Problems to solve:
1. From the article on the AI-staffed company, return the passage starting at "This just in!" and ending at "without human intervention.", copied word for word.
2. Answer these questions from the article on the AI-staffed company:
(a) What is the best success rate the AI-run company could reach?
(b) What was the fake company called?
(c) Which outlet first reported the Carnegie Mellon experiment?
3. Write the next part of the article on the company staffed only with AI agents, continuing from its final sentence.

Selected excerpt:
A Fake Company Staffed Only With AI Agents Was a Total Disaster

An experiment from Carnegie Mellon put AI agents to the test and they couldn't even accomplish a quarter of their tasks.

Written by

Published on April 28, 2025

AI isn’t ready to take over all the jobs just yet, with a recent experiment demonstrating that a fake company run exclusively by AI agents would have, at best, a 24% rate of success.

Since the ChatGPT-fueled AI boom, the business world has been abuzz with talk of AI taking people’s jobs. Even Bill Gates came out and said that, in just 10 years, the majority of jobs will be obsolete.

That time definitely isn’t here yet, though, with researchers putting the theory to the test with disastrous results.

Researchers Created a Fake Company Staffed Entirely by AI Agents

The experiment from Carnegie Mellon, reported first by Business Insider, saw professors from the esteemed university creating a fake company run by different AI models from companies like OpenAI, Anthropic, Meta, and Google.

The AI models were then instructed to complete tasks that employees in a small software startup would need to accomplish, like analyzing spreadsheet data, conducting performance reviews, and picking a new office space.

This just in! View
the top business tech deals for 2025 👨‍💻

The fake company in question, called TheAgentCompany, was then evaluated based on how effective it was at accomplishing these basic tasks, and if you can believe it, the company was an absolute mess.

The Fake Company Staffed by AI Was a Disaster

The experiment from Carnegie Mellon showed that AI simply isn’t ready to take over the business world, with not a single model able to achieve even a moderate level of success when it comes to running a business without human intervention.

Supplied information:
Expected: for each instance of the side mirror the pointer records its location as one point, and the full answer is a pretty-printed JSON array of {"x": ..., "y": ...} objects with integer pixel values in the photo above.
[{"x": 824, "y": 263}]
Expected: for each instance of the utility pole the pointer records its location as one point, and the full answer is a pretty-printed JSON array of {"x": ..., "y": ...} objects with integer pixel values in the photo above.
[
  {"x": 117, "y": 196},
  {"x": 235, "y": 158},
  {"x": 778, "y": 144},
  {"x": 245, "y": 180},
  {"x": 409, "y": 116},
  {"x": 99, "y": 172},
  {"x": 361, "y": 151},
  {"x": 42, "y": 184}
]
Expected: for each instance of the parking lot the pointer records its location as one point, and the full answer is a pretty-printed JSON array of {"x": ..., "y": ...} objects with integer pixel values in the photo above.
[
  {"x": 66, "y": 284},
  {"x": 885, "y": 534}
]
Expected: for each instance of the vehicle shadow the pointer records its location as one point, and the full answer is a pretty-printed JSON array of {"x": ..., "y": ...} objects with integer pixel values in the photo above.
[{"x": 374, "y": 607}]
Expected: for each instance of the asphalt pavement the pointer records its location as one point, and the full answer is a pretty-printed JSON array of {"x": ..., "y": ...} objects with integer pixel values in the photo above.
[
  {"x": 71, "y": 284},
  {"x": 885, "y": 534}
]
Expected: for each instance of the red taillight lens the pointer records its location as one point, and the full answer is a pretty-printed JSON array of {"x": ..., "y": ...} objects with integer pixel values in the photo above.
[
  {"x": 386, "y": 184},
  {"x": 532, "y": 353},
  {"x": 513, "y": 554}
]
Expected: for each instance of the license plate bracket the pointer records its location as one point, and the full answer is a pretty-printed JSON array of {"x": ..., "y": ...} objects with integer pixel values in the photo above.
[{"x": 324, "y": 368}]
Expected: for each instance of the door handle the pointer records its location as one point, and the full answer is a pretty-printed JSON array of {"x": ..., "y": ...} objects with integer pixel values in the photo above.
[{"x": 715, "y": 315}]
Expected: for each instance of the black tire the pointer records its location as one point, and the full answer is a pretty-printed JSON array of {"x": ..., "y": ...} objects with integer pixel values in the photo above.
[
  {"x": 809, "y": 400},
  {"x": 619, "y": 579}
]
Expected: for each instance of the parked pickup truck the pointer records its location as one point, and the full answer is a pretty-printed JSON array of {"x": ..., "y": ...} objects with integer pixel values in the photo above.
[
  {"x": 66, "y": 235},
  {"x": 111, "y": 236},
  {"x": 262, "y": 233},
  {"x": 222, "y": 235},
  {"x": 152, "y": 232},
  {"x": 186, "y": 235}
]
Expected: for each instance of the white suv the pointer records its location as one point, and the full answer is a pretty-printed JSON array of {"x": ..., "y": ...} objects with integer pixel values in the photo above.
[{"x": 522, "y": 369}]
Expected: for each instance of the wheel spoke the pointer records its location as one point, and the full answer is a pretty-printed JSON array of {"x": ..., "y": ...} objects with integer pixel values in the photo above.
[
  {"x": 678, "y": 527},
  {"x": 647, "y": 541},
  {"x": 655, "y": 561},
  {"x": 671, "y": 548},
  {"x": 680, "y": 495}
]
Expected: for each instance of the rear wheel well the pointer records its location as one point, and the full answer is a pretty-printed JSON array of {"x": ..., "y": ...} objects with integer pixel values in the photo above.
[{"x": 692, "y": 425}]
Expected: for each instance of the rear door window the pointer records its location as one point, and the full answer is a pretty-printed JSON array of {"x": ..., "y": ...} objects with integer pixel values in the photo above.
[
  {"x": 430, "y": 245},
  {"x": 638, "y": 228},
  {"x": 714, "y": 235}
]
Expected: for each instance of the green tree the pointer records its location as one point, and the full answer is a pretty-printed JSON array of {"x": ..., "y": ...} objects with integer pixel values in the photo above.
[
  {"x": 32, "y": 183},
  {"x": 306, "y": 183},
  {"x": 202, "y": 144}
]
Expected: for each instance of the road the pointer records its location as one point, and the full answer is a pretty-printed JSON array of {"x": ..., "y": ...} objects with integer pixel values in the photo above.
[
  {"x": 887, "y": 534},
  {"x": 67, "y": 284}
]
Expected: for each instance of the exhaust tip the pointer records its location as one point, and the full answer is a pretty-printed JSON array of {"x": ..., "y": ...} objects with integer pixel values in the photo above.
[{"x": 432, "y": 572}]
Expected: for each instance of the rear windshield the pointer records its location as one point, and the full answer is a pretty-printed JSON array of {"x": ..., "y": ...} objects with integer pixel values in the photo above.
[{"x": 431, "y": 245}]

Answers for each item:
1.
This just in! View
the top business tech deals for 2025 👨‍💻

The fake company in question, called TheAgentCompany, was then evaluated based on how effective it was at accomplishing these basic tasks, and if you can believe it, the company was an absolute mess.

The Fake Company Staffed by AI Was a Disaster

The experiment from Carnegie Mellon showed that AI simply isn’t ready to take over the business world, with not a single model able to achieve even a moderate level of success when it comes to running a business without human intervention.

2.
(a) 24%
(b) TheAgentCompany
(c) Business Insider

3.
Claude from Anthropic was the highest performing AI model in the research, accomplishing just 24% of the jobs it was tasked with. Other models, like Gemini from Google and ChatGPT from OpenAI fared even worse, achieving approximately a 10% success rate on requested tasks. The worst performing AI model was Nova from Amazon, which only accomplished 1.7% of jobs.

To make matters worse, the study found that these AI-powered companies were not only inefficient but problematically expensive, with each task averaging a cost of about $6. Considering each job was averaging approximately 30 tasks to be accomplished, those numbers could really stack up.

Why Isn’t AI Ready for Business Autonomy?

The new era of AI has certainly show serious potential over the last few years, but there are some clear AI shortcomings that will likely prevent it from running a business on its own for a long time. Because of an inherent lack of common sense, the technology runs into some borderline embarrassing problems when it doesn’t have human intervention.

The clearest example from this experiment was the AI model’s inability to access a file containing important data needed to assign projects to other “employees.” An unexpected pop-up hampered the simple task, soliciting IT requests and eventually abandoning the task entirely.

Any human would have easily recognized that by simply pressing the small X in the upper right hand corner of the pop-up ad, you could move on and accomplish the task. But alas, without common sense and a history of internet use, AI was unable to get the job done on its own.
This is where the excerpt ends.